Records from a dataset:
--- --- ---
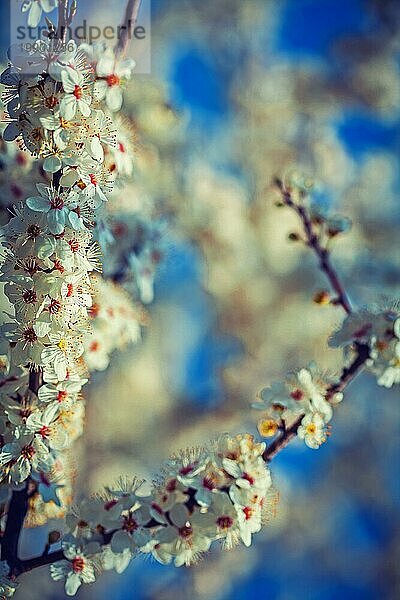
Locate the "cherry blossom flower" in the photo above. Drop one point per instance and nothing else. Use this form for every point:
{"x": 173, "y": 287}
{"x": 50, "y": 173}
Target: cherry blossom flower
{"x": 35, "y": 8}
{"x": 78, "y": 568}
{"x": 312, "y": 430}
{"x": 77, "y": 95}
--- --- ---
# Brief
Without the pictures, retype each line of the records above exactly.

# Reply
Locate the "cherry blossom flower" in the photo above. Drop one point per instance and nothing else. Use this form for every point:
{"x": 173, "y": 287}
{"x": 50, "y": 173}
Target: cherry blossom flower
{"x": 35, "y": 8}
{"x": 78, "y": 568}
{"x": 312, "y": 430}
{"x": 77, "y": 95}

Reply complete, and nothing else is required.